Natural-language object grounding data
========================================

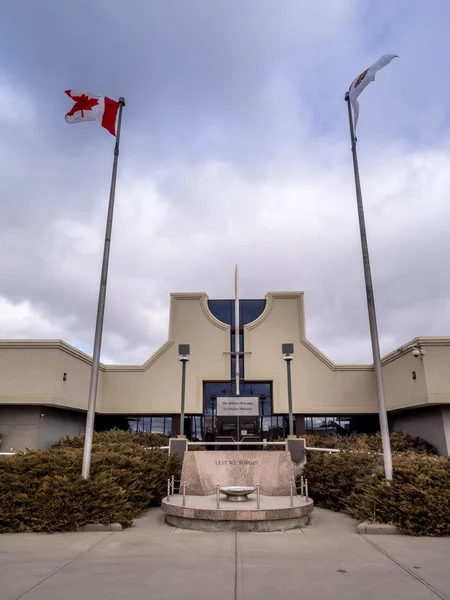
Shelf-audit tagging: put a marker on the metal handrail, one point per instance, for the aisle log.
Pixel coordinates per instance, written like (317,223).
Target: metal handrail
(262,443)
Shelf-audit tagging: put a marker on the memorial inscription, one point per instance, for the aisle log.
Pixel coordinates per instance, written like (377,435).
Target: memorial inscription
(203,471)
(237,462)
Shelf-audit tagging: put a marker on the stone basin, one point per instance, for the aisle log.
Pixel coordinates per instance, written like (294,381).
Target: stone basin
(237,493)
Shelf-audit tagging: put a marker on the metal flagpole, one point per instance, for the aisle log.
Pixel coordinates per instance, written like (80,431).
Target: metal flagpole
(384,426)
(236,330)
(100,310)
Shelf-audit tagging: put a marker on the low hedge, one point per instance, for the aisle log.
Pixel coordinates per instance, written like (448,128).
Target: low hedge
(400,442)
(417,500)
(43,490)
(116,437)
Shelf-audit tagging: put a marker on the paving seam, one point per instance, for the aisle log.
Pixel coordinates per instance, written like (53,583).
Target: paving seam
(63,567)
(404,567)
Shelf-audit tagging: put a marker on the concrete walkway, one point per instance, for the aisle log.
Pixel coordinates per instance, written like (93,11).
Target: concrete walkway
(327,560)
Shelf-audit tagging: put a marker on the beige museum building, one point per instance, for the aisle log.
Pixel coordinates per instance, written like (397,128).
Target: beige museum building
(44,383)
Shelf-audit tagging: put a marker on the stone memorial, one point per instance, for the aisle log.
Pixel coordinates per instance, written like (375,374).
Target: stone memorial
(263,483)
(203,471)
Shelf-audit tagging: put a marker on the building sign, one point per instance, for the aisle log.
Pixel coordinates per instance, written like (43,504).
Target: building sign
(238,406)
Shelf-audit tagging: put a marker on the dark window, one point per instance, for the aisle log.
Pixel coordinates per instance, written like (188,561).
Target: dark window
(249,310)
(221,309)
(252,309)
(342,424)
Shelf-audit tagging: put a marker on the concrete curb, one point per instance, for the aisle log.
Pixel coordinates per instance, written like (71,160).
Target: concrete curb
(100,527)
(378,529)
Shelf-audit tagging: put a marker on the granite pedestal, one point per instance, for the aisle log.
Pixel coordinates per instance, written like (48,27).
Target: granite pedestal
(204,471)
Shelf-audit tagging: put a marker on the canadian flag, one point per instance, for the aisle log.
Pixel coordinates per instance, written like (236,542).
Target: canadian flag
(90,107)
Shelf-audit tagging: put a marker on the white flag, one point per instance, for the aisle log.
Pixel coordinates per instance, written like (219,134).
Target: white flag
(364,79)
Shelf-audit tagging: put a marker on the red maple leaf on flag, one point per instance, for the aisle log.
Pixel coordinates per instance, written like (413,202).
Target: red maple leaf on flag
(82,103)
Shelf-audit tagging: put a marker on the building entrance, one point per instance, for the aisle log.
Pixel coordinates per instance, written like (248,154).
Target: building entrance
(238,429)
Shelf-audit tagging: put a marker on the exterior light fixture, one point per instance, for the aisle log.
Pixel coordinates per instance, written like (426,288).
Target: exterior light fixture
(288,352)
(183,355)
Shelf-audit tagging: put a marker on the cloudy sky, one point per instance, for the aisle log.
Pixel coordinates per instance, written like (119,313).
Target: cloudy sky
(235,149)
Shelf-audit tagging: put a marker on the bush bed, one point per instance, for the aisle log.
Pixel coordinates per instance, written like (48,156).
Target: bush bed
(417,500)
(400,442)
(43,490)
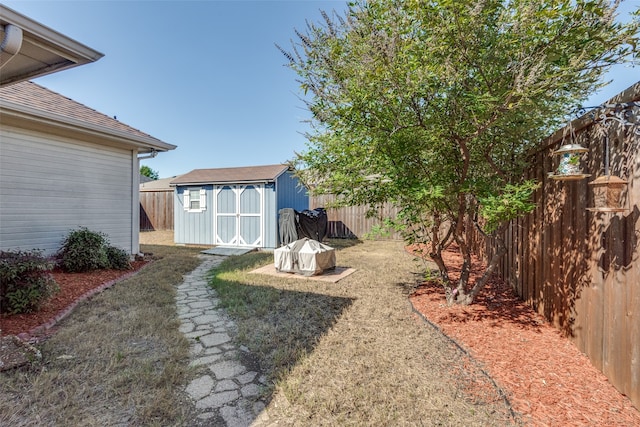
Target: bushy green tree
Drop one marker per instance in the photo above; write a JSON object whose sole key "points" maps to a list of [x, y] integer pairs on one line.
{"points": [[433, 105], [148, 172]]}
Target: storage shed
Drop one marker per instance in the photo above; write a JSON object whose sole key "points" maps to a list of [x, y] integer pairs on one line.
{"points": [[235, 206]]}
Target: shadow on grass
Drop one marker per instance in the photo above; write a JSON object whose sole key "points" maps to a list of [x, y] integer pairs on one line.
{"points": [[279, 326]]}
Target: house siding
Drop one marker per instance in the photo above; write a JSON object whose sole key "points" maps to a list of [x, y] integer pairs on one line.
{"points": [[52, 185]]}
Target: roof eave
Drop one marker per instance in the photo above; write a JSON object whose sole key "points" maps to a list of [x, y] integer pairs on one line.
{"points": [[242, 182], [46, 41], [44, 118]]}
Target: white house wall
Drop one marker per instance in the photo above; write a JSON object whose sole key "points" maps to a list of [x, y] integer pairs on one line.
{"points": [[52, 185]]}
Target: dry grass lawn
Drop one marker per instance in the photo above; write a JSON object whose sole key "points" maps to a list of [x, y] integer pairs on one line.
{"points": [[353, 352], [339, 354], [118, 359]]}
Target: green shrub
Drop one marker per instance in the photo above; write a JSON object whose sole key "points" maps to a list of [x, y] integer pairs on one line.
{"points": [[118, 258], [25, 281], [86, 250]]}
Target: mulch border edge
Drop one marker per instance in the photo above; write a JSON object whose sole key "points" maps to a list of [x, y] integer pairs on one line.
{"points": [[514, 415], [42, 331]]}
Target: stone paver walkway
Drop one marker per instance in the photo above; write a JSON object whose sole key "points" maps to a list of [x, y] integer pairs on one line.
{"points": [[226, 393]]}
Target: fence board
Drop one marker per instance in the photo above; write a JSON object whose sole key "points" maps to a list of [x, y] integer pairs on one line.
{"points": [[156, 210], [580, 269]]}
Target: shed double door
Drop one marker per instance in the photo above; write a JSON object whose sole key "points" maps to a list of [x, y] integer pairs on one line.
{"points": [[238, 219]]}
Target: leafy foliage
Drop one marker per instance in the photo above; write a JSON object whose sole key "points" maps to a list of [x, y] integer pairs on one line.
{"points": [[434, 105], [86, 250], [25, 281], [118, 258], [148, 172]]}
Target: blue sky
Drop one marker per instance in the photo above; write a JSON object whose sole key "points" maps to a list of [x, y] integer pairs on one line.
{"points": [[202, 75]]}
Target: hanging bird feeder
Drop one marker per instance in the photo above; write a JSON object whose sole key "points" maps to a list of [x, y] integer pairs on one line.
{"points": [[608, 194]]}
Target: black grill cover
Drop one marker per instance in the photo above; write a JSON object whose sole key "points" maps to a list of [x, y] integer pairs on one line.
{"points": [[312, 224]]}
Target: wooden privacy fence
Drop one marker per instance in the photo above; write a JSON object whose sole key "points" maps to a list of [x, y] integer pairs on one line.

========================================

__Work task__. Starting at the line above that holds "Target: house siding" and ending at the line that holds "Target: stone paver walkway", transcribe each line exactly and include no other lines.

__Answer below__.
Target: house siding
Drop one marker per instance in the photo above; write a JSON object whose sole key "points" maps to a list of [x, y] integer pairs on one line.
{"points": [[52, 185]]}
Target: roof eave
Drop one marker per instance in the photo above; write a JSON object whose sole key "points" maps to a list of [x, y] integer pairs on one line.
{"points": [[242, 182], [46, 41], [44, 118]]}
Target: white house wall
Drop one marker per instance in the photo above; write a JSON object whose sole key "points" maps to a list of [x, y] integer pairs on one line.
{"points": [[52, 185]]}
Target: dry grass lawn
Drop one marker per instance in the photo above; write a JSON object whose sole key "points" maps to a list of [x, y] integer pairs on one line.
{"points": [[353, 352], [339, 354], [118, 359]]}
Target: green shrub
Drop one marker per instance in the photo above; write a JSON object whose sole key "points" maps to a list of [x, y] integer pairs on one line.
{"points": [[118, 258], [25, 281], [86, 250]]}
Target: mulch border edge
Drop one marker per instance in the photo above; write a JSON object whose sole key "points" maps to a list of [x, y] integer pairs on one line.
{"points": [[514, 415], [42, 331]]}
Target: stone paver walkway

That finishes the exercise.